■ **Короткое задание**
Перепишите все приведенные ниже данные, заменив «comma-space-separated» на «comma-separated» и сохранив всё остальное без изменений. Изображения в ответ не включайте.

------------------------------------

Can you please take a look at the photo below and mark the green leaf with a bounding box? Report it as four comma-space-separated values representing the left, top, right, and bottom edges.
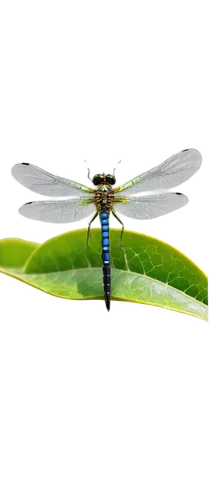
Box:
0, 228, 211, 322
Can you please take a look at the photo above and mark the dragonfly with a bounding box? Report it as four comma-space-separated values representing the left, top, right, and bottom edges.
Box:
9, 147, 204, 312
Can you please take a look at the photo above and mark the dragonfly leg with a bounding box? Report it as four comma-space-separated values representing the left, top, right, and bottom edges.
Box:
112, 210, 126, 248
86, 212, 98, 248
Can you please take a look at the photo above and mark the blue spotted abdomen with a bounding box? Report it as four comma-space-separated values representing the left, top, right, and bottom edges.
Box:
100, 212, 110, 265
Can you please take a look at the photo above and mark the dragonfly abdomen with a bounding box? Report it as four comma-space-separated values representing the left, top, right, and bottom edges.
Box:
100, 212, 111, 311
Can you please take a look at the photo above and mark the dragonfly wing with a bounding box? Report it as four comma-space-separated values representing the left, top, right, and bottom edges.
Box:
114, 148, 204, 196
113, 191, 191, 222
17, 198, 96, 226
9, 161, 93, 198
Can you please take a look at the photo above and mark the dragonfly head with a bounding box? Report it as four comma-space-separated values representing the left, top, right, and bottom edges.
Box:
92, 171, 117, 186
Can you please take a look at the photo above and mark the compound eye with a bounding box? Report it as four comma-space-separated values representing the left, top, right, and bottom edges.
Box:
92, 174, 103, 186
106, 174, 116, 185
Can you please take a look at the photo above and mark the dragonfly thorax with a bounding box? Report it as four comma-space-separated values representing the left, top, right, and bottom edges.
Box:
97, 184, 112, 193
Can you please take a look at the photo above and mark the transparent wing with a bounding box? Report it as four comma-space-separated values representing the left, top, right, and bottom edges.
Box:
16, 198, 96, 226
9, 161, 93, 198
114, 147, 204, 197
113, 191, 191, 222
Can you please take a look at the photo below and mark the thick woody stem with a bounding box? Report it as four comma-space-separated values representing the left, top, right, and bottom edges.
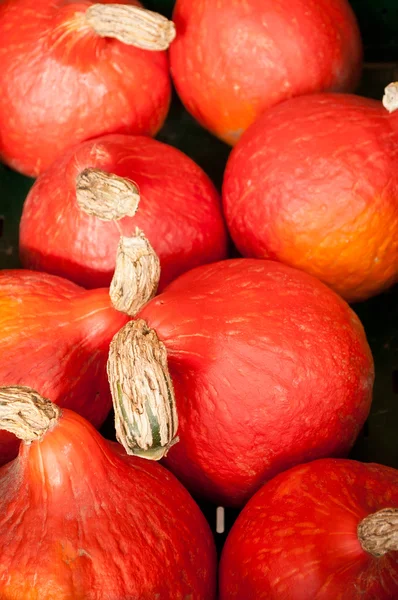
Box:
358, 508, 398, 557
109, 228, 160, 317
0, 386, 61, 444
86, 4, 176, 50
383, 82, 398, 113
76, 169, 140, 221
107, 319, 178, 460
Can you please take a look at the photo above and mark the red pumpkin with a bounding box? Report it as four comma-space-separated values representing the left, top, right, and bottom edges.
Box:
170, 0, 362, 145
223, 94, 398, 302
0, 387, 216, 600
0, 270, 129, 464
111, 259, 374, 506
0, 0, 174, 176
20, 135, 226, 288
220, 459, 398, 600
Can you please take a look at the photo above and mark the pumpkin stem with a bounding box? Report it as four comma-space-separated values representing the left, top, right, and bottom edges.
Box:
86, 4, 176, 50
0, 386, 61, 444
109, 228, 160, 317
358, 508, 398, 557
76, 169, 140, 221
383, 82, 398, 113
107, 319, 178, 460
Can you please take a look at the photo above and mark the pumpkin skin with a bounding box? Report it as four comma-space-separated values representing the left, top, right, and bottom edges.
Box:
0, 270, 129, 464
220, 459, 398, 600
0, 409, 216, 600
223, 94, 398, 302
0, 0, 171, 177
170, 0, 362, 145
20, 135, 227, 289
137, 259, 374, 506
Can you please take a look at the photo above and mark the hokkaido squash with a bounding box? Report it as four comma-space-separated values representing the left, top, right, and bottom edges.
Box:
108, 259, 374, 506
0, 387, 216, 600
19, 135, 227, 289
0, 230, 158, 464
223, 87, 398, 302
0, 0, 174, 177
170, 0, 362, 145
220, 459, 398, 600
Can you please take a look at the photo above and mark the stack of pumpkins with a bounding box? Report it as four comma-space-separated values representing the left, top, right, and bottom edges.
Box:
0, 0, 398, 600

------------------------------------

■ **Решение задания**
Can you please take a look at the photo below and mark the green leaf with a bounding box? Report it as four comma-separated values representing the left, top, right, and bottom edges.
Box:
0, 228, 211, 322
Can you please take a look at the photo above and mark the dragonfly with a bounding box? Report it as four comma-separated values representing the left, top, right, and bottom edges.
Box:
9, 147, 204, 312
Can you please take a look at the photo above and mark the dragonfly leg with a bounding box? Report it as four comma-separated values representing the left, top, right, and bottom edges.
Box:
112, 210, 126, 248
86, 212, 98, 248
Can you please take a look at the photo above and mark the blue spotted abdomen with a bounding box? Report it as four comma-separated values representing the left, top, right, and bottom edges.
Box:
100, 212, 110, 265
Can you please take a look at the photo above and mark the dragonfly abdomen with a bounding box? Report it as four comma-separated values representing the left, top, right, and bottom edges.
Box:
100, 212, 111, 311
Can you please take a look at the photo above and mark the dragonfly wing with a bounding box? Report it as four comma-separated values representing the left, top, right, and bottom edges.
Box:
114, 148, 204, 196
113, 191, 191, 222
17, 198, 96, 226
9, 161, 93, 198
Can you please take a look at the photo above and mark the dragonfly head with a bounding box? Report it as four comma-separated values representing the left, top, right, and bottom edges.
Box:
92, 171, 117, 186
Can you please take a look at the photo above and mark the compound eye with a bounding box? Report it as four comma-separated values representing the left, top, right, and bottom edges.
Box:
92, 174, 103, 186
106, 174, 116, 185
Can you please take a look at the photo above and mark the dragonfly thorax with a bounding box? Report it as four comma-separated values representing the left, top, right, and bottom edges.
Box:
97, 184, 112, 193
Can you please take a look at the photo above and mark the transparent wing with a bounding box? Report it as four comma-separated values representing the left, top, right, and bottom edges.
Box:
16, 198, 96, 226
9, 161, 93, 198
114, 147, 204, 197
113, 191, 191, 222
Can you please take a look at the photo below and mark the thick woody stem with a bounding box? Report it as four comma-separated values representing the left, top, right, and bottom edges.
Box:
358, 508, 398, 557
109, 228, 160, 317
0, 386, 61, 444
86, 4, 176, 50
383, 82, 398, 113
76, 169, 140, 221
107, 319, 178, 460
Can you please take a look at the photo above and mark the red pumpkin with a bounding box? Report it as four comma-separated values representing the left, top, right, and bottom edges.
Box:
170, 0, 362, 145
223, 94, 398, 302
0, 387, 216, 600
0, 270, 129, 464
111, 259, 374, 506
0, 0, 174, 176
20, 135, 226, 288
220, 459, 398, 600
Can you please take a look at the photo above and mark the pumpkin stem with a bounding box? Report it as four comma-separated values representing the left, top, right, and bottom edges.
Box:
86, 4, 176, 50
0, 386, 61, 444
109, 228, 160, 317
358, 508, 398, 557
76, 169, 140, 221
383, 82, 398, 113
107, 319, 178, 460
Can you please take a look at the photo above and mark the pumpkin skin with a bounding box? Report it as four comma-separated values representing the left, top, right, and bottom edges.
Box:
0, 270, 129, 464
220, 459, 398, 600
0, 409, 216, 600
223, 94, 398, 302
0, 0, 171, 177
170, 0, 362, 145
20, 135, 227, 289
137, 259, 374, 506
Can you please take a look at the photo above and mark the hokkaido squash with a bounding box? Report it as four comma-separated values representing the left, top, right, and bottom edges.
Box:
108, 259, 374, 506
0, 387, 216, 600
19, 135, 227, 289
0, 230, 158, 464
223, 87, 398, 302
0, 0, 174, 177
170, 0, 362, 145
220, 459, 398, 600
Can you please take a look at the photo above and mark the stack of pumpkins with a bounding box? Report it as four comma-separated values representing the left, top, right, and bottom edges.
Box:
0, 0, 398, 600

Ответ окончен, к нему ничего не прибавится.